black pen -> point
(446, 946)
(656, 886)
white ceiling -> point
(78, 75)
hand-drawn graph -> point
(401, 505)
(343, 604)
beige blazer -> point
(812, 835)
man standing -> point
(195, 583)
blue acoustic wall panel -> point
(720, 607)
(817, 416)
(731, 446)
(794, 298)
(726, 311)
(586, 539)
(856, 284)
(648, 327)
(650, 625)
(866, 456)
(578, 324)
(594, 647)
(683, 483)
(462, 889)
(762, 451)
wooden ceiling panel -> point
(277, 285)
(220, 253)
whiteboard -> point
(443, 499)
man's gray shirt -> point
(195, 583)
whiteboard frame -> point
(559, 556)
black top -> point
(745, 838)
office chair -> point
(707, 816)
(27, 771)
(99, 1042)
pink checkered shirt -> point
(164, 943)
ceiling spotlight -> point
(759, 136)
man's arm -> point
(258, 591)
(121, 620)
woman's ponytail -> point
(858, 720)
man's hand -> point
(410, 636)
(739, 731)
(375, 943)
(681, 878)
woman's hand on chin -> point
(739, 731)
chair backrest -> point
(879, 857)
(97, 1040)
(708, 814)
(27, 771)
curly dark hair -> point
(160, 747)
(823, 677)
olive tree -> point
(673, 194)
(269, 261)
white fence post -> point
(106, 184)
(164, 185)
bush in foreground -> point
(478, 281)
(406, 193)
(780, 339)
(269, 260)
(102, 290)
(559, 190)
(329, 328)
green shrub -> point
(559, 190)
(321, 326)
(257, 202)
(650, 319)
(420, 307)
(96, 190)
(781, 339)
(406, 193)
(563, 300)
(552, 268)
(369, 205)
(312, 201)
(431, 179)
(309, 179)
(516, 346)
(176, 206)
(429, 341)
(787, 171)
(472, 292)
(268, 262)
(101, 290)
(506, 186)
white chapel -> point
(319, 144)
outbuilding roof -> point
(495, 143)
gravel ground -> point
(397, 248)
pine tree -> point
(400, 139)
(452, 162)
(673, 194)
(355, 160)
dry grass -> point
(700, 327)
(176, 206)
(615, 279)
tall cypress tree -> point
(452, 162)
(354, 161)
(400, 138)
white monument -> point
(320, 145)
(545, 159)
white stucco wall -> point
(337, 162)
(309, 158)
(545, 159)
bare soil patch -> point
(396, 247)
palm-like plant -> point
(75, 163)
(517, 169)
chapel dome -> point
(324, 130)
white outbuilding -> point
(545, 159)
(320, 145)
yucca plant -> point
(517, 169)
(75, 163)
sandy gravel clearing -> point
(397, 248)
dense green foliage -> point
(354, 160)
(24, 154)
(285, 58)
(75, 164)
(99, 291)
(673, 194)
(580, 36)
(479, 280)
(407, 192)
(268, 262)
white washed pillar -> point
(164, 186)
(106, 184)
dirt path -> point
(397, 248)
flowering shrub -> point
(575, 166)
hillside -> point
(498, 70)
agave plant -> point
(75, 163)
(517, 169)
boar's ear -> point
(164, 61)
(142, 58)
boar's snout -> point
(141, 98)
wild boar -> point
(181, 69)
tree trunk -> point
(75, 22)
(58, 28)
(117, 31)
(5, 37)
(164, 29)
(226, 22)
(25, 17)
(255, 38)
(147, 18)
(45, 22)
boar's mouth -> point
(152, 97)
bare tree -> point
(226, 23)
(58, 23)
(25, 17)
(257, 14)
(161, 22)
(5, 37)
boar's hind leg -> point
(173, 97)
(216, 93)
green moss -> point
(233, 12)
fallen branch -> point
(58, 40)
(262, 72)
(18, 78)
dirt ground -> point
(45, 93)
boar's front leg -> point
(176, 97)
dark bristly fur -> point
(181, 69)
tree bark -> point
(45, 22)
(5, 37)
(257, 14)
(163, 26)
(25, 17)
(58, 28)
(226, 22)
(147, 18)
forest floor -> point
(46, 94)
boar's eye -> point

+ + +

> _Requirement_:
For every entry above, write out an exact copy.

> _Solution_:
black pen -> point
(446, 946)
(656, 886)
white ceiling -> point
(78, 75)
hand-drawn graph -> point
(401, 505)
(343, 604)
beige blazer -> point
(812, 835)
man standing -> point
(195, 583)
blue acoustic wall panel -> point
(720, 607)
(817, 416)
(731, 446)
(794, 298)
(726, 311)
(586, 539)
(856, 284)
(648, 327)
(650, 625)
(866, 456)
(578, 324)
(594, 647)
(683, 483)
(462, 889)
(762, 451)
wooden ceiling panel -> point
(277, 285)
(220, 253)
whiteboard -> point
(443, 499)
man's gray shirt -> point
(195, 583)
whiteboard frame -> point
(559, 556)
black top -> point
(745, 838)
office chair -> point
(707, 816)
(27, 771)
(99, 1042)
pink checkered shirt -> point
(164, 943)
ceiling spotlight -> point
(759, 136)
man's arm -> point
(258, 591)
(121, 620)
woman's ponytail -> point
(858, 720)
man's hand -> point
(410, 636)
(739, 731)
(375, 943)
(681, 878)
woman's hand on chin -> point
(739, 731)
chair backrest -> point
(879, 857)
(97, 1040)
(708, 814)
(27, 771)
curly dark hair -> point
(160, 747)
(823, 677)
olive tree -> point
(673, 194)
(269, 261)
white fence post -> point
(106, 184)
(164, 185)
bush in foreground -> point
(478, 281)
(406, 193)
(780, 339)
(269, 260)
(102, 290)
(559, 190)
(329, 328)
green shrub -> point
(559, 190)
(321, 326)
(257, 202)
(650, 319)
(420, 307)
(96, 190)
(781, 339)
(406, 193)
(563, 300)
(552, 268)
(369, 205)
(312, 201)
(431, 179)
(309, 179)
(516, 346)
(176, 206)
(429, 341)
(787, 171)
(472, 292)
(268, 262)
(101, 290)
(506, 186)
white chapel -> point
(319, 144)
outbuilding roof -> point
(495, 143)
gravel ground -> point
(397, 248)
pine tree -> point
(400, 139)
(452, 162)
(673, 194)
(355, 160)
dry grass -> point
(700, 327)
(176, 206)
(615, 279)
tall cypress tree -> point
(452, 162)
(354, 161)
(400, 138)
white monument -> point
(320, 145)
(545, 159)
white stucco wall -> point
(337, 162)
(309, 158)
(545, 159)
bare soil patch -> point
(396, 247)
palm-like plant -> point
(75, 163)
(517, 169)
chapel dome -> point
(324, 130)
white outbuilding -> point
(545, 159)
(320, 145)
yucca plant -> point
(517, 169)
(75, 163)
sandy gravel clearing -> point
(397, 248)
dense green foliage -> point
(354, 160)
(24, 154)
(285, 58)
(75, 164)
(99, 291)
(673, 194)
(580, 36)
(479, 280)
(407, 192)
(268, 262)
white washed pillar -> point
(164, 186)
(106, 184)
dirt path -> point
(397, 248)
flowering shrub -> point
(575, 166)
hillside -> point
(498, 70)
agave plant -> point
(75, 163)
(517, 169)
boar's ear -> point
(164, 61)
(142, 58)
boar's snout -> point
(141, 98)
wild boar -> point
(181, 69)
tree trunk -> point
(75, 22)
(58, 28)
(117, 31)
(5, 37)
(164, 29)
(226, 22)
(25, 17)
(255, 38)
(147, 18)
(45, 22)
boar's mouth -> point
(152, 97)
bare tree -> point
(226, 23)
(58, 23)
(25, 17)
(257, 14)
(161, 22)
(5, 37)
boar's hind leg -> point
(173, 97)
(216, 93)
green moss -> point
(233, 12)
fallen branch -> point
(58, 40)
(262, 72)
(18, 78)
dirt ground -> point
(45, 93)
boar's front leg -> point
(176, 97)
dark bristly fur -> point
(181, 69)
tree bark -> point
(45, 22)
(5, 37)
(257, 14)
(163, 26)
(25, 17)
(58, 28)
(226, 22)
(147, 18)
forest floor -> point
(46, 94)
boar's eye -> point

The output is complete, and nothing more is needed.